Render the stretch from the line containing "Category: paved street" through the line containing "(807, 1209)", both included, as a Markdown table with the columns Row number and Line text. Leave out blank lines and any rows outside that stretch.

**** TASK MATERIAL ****

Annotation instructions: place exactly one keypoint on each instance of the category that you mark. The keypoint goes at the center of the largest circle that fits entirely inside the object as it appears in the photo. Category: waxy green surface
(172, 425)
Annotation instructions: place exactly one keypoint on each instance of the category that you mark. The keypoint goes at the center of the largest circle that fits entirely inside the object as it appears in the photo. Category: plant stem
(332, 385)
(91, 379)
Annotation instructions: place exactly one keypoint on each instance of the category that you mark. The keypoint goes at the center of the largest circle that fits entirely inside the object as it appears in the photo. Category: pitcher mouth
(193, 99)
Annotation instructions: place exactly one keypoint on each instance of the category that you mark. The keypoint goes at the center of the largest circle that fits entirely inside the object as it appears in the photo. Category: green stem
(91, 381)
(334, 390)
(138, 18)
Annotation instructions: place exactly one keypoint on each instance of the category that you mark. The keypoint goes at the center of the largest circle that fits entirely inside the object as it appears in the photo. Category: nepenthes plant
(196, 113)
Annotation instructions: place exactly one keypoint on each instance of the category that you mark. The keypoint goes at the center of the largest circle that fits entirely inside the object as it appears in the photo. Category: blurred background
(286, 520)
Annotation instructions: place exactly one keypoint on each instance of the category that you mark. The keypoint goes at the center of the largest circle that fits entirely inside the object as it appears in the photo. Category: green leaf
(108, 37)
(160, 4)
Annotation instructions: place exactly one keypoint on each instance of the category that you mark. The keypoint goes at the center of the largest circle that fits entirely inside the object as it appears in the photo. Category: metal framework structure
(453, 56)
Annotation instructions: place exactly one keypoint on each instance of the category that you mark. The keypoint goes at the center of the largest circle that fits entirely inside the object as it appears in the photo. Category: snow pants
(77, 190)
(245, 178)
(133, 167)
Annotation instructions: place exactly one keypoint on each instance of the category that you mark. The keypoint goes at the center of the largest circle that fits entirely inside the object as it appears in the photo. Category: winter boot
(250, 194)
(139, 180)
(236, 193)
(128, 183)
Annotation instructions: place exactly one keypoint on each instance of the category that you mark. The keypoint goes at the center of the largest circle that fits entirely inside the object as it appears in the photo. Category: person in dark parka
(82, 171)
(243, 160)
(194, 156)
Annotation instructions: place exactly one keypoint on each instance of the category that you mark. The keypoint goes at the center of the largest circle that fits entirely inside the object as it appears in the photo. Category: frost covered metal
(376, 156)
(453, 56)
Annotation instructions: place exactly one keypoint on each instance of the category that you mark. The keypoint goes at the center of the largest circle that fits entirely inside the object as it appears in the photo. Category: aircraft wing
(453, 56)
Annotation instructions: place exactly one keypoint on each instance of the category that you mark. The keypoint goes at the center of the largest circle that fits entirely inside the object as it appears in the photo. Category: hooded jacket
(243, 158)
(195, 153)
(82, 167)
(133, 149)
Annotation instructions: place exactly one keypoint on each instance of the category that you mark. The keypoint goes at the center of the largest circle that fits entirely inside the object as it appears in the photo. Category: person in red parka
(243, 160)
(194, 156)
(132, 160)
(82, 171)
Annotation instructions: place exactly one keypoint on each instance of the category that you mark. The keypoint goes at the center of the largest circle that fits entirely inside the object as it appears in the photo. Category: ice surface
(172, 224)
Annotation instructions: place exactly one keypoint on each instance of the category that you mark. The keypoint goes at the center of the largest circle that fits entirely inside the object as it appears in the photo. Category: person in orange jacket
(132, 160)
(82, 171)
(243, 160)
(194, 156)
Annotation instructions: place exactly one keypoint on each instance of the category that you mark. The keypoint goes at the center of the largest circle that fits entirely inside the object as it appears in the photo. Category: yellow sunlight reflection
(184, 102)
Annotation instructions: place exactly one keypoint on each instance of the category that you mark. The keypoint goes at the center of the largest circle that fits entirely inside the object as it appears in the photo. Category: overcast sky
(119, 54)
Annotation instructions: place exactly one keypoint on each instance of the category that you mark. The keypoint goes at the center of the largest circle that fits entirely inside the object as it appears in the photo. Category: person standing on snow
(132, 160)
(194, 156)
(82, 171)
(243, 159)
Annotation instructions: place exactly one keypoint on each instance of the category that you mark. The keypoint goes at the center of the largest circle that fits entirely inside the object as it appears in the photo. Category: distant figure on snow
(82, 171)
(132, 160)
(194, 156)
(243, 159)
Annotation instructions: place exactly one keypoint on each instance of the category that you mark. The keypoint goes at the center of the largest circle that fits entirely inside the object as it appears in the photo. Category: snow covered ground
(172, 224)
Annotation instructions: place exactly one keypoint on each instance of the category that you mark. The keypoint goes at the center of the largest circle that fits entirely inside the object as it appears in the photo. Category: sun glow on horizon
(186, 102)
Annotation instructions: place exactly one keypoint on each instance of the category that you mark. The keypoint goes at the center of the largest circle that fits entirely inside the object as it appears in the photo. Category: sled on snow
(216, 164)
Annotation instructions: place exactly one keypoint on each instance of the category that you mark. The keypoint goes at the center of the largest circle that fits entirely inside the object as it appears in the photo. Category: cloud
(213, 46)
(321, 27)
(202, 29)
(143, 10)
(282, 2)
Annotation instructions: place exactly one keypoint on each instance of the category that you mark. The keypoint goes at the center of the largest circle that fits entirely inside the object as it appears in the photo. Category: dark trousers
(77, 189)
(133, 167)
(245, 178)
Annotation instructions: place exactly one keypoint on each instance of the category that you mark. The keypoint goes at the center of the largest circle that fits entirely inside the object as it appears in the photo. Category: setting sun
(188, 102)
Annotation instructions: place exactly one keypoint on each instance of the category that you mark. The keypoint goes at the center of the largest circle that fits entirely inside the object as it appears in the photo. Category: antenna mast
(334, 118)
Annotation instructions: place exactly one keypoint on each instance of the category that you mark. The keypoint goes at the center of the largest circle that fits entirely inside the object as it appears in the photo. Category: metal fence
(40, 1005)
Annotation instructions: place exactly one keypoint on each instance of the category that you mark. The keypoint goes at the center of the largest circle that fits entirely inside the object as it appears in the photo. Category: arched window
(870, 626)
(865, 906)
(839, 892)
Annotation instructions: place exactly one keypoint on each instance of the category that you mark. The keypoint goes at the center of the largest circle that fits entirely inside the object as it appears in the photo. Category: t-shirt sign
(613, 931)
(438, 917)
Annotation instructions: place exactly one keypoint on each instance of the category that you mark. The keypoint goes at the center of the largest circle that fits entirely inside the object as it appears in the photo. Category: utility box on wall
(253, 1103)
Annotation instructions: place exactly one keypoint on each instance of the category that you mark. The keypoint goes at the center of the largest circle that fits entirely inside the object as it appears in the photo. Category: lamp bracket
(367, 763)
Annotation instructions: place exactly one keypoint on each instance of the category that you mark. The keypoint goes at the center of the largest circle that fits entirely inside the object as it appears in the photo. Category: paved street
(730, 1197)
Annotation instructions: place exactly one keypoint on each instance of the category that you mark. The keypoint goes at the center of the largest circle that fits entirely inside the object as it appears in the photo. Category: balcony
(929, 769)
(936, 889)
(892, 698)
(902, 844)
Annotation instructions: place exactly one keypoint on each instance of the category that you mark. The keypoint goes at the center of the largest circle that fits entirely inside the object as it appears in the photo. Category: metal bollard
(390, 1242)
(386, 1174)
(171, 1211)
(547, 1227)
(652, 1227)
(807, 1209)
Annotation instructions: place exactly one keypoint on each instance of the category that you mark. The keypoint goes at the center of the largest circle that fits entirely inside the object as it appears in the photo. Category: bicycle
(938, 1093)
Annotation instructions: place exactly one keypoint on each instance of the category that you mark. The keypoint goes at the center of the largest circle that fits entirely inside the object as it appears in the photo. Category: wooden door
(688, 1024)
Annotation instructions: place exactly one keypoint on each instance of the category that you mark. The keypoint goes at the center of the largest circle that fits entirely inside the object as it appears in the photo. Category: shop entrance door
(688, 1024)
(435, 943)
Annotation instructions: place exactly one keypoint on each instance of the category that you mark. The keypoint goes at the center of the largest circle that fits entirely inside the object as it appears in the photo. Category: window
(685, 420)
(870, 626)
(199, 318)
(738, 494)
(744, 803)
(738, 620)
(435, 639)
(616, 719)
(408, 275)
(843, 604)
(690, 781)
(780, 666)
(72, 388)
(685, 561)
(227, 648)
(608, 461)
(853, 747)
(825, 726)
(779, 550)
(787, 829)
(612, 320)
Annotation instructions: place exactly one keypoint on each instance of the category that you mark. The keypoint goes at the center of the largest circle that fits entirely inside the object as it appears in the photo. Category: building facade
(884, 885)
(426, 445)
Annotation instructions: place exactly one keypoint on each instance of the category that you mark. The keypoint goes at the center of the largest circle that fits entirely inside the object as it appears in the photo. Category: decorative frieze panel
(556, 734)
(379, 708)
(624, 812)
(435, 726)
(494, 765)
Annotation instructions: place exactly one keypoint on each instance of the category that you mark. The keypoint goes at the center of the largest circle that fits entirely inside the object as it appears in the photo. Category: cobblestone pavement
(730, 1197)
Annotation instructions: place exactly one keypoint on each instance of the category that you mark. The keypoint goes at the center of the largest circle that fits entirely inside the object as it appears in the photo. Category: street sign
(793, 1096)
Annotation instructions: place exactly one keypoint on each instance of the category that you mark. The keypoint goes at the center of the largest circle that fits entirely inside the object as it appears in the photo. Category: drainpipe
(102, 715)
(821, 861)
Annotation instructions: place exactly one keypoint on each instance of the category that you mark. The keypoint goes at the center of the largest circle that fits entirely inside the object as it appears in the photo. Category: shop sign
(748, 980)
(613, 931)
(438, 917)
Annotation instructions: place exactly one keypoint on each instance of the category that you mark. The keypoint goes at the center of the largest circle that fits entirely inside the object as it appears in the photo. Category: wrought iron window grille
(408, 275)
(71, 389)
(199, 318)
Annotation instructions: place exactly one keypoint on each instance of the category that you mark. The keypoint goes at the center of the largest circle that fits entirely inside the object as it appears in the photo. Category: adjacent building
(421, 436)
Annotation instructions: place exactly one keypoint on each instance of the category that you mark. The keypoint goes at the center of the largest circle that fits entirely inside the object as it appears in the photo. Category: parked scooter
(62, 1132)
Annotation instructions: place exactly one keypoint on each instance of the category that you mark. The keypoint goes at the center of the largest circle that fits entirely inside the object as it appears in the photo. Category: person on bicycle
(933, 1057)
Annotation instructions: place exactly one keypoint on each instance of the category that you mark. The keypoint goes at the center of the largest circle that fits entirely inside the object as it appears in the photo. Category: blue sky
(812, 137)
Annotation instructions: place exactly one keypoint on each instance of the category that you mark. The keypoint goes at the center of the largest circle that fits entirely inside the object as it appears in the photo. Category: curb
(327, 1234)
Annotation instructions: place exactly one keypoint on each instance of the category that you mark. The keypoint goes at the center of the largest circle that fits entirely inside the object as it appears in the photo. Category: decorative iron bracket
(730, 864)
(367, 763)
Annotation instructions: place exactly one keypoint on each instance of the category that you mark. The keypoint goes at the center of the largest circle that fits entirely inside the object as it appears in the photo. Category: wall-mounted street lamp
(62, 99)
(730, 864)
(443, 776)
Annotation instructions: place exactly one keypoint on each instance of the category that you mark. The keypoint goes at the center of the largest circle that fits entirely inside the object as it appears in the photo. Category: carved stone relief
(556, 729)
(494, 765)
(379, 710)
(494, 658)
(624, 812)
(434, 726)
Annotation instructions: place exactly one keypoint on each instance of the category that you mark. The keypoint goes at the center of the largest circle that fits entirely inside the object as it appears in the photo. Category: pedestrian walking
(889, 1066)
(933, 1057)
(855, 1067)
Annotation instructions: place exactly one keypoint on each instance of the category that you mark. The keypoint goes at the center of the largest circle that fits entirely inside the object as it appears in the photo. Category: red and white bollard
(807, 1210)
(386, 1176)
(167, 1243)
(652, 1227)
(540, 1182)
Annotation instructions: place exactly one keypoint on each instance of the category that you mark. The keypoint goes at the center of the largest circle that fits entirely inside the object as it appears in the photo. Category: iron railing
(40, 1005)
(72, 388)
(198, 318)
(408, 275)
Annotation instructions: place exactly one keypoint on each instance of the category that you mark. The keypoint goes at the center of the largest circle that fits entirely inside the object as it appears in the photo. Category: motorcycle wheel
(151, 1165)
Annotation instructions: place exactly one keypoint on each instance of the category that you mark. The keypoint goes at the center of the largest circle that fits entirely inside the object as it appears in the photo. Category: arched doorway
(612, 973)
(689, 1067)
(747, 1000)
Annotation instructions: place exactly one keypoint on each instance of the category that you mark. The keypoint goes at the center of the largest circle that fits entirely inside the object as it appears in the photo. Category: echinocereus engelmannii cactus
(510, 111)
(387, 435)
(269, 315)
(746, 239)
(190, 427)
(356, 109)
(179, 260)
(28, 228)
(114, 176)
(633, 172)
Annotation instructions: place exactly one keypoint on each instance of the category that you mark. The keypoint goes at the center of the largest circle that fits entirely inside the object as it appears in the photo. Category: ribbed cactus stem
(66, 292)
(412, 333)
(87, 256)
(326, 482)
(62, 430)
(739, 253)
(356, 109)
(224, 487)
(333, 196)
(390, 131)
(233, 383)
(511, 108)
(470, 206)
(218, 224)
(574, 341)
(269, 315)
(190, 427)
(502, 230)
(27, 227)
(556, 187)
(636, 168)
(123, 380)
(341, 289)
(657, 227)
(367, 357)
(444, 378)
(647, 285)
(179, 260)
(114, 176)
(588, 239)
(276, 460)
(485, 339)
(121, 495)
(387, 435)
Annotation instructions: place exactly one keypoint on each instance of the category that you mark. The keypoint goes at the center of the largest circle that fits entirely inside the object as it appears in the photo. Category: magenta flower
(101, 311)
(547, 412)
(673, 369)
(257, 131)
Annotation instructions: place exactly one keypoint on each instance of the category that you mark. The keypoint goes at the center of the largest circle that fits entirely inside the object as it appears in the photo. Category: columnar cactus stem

****

## SOLUTION FOR THIS PROBLEM
| Row number | Line text |
|---|---|
| 1 | Annotation instructions: place exactly one keypoint on each instance of the category that you mark. The keypoint goes at the center of the largest circle that fits entirely inside the object as it appears in the photo. Category: paved street |
| 2 | (730, 1197) |
| 3 | Annotation instructions: place exactly one keypoint on each instance of the category that you mark. The keypoint goes at the center of the largest circle that fits entirely inside the object as it appears in the photo. Category: balcony |
| 4 | (929, 769) |
| 5 | (936, 889) |
| 6 | (892, 698) |
| 7 | (902, 844) |
| 8 | Annotation instructions: place exactly one keypoint on each instance of the category that you mark. The keypoint goes at the center of the largest circle that fits entirely inside the object as it appears in the photo. Category: metal bollard |
| 9 | (390, 1242) |
| 10 | (386, 1174) |
| 11 | (171, 1211) |
| 12 | (547, 1227) |
| 13 | (652, 1227) |
| 14 | (807, 1209) |